>> Begin STORED DATA

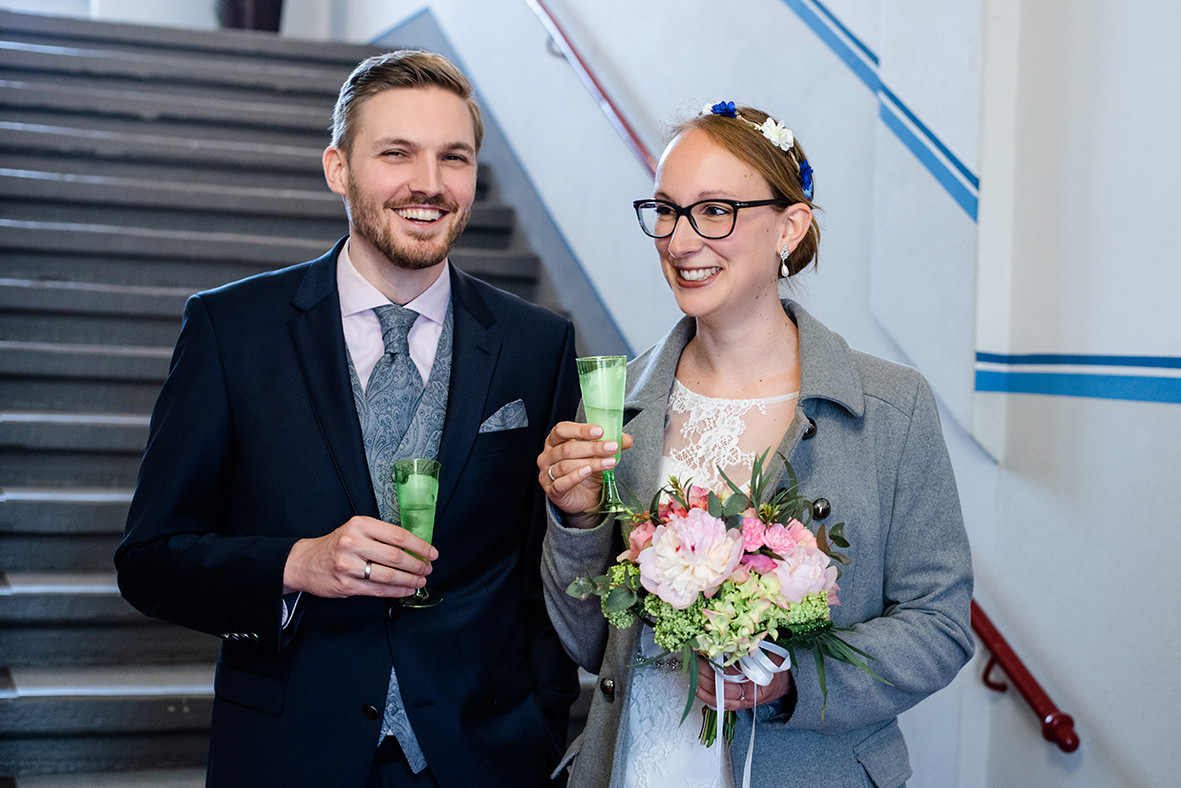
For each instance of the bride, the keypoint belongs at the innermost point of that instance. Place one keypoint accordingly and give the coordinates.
(742, 372)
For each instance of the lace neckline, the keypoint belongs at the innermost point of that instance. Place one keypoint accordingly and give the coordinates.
(680, 389)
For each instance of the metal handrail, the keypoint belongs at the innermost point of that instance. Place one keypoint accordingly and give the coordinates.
(608, 108)
(1056, 725)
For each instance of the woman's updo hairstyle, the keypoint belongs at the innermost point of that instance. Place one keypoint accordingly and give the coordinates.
(781, 169)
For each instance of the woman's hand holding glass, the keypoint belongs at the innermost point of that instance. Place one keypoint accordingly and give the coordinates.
(571, 469)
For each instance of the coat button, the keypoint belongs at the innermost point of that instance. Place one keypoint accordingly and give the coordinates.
(810, 430)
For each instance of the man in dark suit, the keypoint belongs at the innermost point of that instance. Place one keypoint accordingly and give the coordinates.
(263, 514)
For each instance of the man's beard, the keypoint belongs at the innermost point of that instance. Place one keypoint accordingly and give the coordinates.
(371, 223)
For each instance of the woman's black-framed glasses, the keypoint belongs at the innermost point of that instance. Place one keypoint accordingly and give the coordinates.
(710, 219)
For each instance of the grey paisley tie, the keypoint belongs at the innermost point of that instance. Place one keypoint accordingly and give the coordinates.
(391, 397)
(393, 390)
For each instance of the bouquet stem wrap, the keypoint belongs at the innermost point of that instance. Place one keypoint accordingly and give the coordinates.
(756, 668)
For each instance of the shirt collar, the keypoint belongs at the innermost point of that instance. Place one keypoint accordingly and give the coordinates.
(357, 294)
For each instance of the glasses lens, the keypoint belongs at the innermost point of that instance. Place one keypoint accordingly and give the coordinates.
(656, 217)
(713, 220)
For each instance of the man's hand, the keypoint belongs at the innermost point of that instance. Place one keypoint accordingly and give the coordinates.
(361, 558)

>> End STORED DATA

- **WORK INSTRUCTIONS**: All entries are to be retyped exactly. Omit any embedded images.

- **WORKED ANSWER**:
For each instance of the bride, the keypoint belongs at the innermost point of that instance. Place one keypoint accordingly and give the coordinates.
(742, 372)
For each instance of the lace neckline, the keypoint belongs at the innermost point of that instance. Place one keypoint accordingly and give the coordinates.
(680, 389)
For each instance of the metal handrail, the keypoint belongs at the innermost point of that instance. Place one keypoint accordingly and give the coordinates.
(608, 108)
(1056, 725)
For each instance of the woman's updo hairstyle, the keypoint belongs at the innermost point of that instance. Place one keypoint accordingly and give the coordinates.
(781, 169)
For each instance of the woman's hand holding glass, the keypoint belongs at the innermost point of that instance. Place one keypoint accordingly and give the coordinates.
(571, 469)
For each instance of the coat button, the keypoint belongs at the innermost point of that instance. Place one keypoint accordingly and give the coordinates.
(810, 430)
For each instance of the man in dark suit, the keypoint belongs at the innermost point of that instance. Place one keypoint accordingly and give the coordinates.
(263, 514)
For each instance of the man's beard, the keypoint belongs at the innermost point of that instance. Place one keypoint accordingly and give the coordinates.
(371, 223)
For each instance of the woman's black-framed glasses, the keypoint belongs at the innermost point of that instance. Place one keypoint accordingly and give the coordinates.
(710, 219)
For each instance of the grey paisley tie, the keypoint belongs at the innermost point of that instance. Place one keypoint accordingly and give the coordinates.
(391, 397)
(393, 390)
For each instance of the bouquet stem wrap, the keypoint belongs at the innermost point of that instance. Place one keypoint accordingly and give the coordinates.
(756, 668)
For each instance of the shirt collar, the keypoint belongs at the innermost point of that instance. Place one keypoint accordingly and give the coordinates.
(357, 294)
For each instance of the glasses lens, the keypoint belongs at the innermost point of that instance. Place one keypoint accordingly and give the coordinates.
(656, 217)
(713, 220)
For each instance of the man's hand, the keypoint belongs at the innermost point of that instance. Place one keypoint accordingly and give the coordinates.
(361, 558)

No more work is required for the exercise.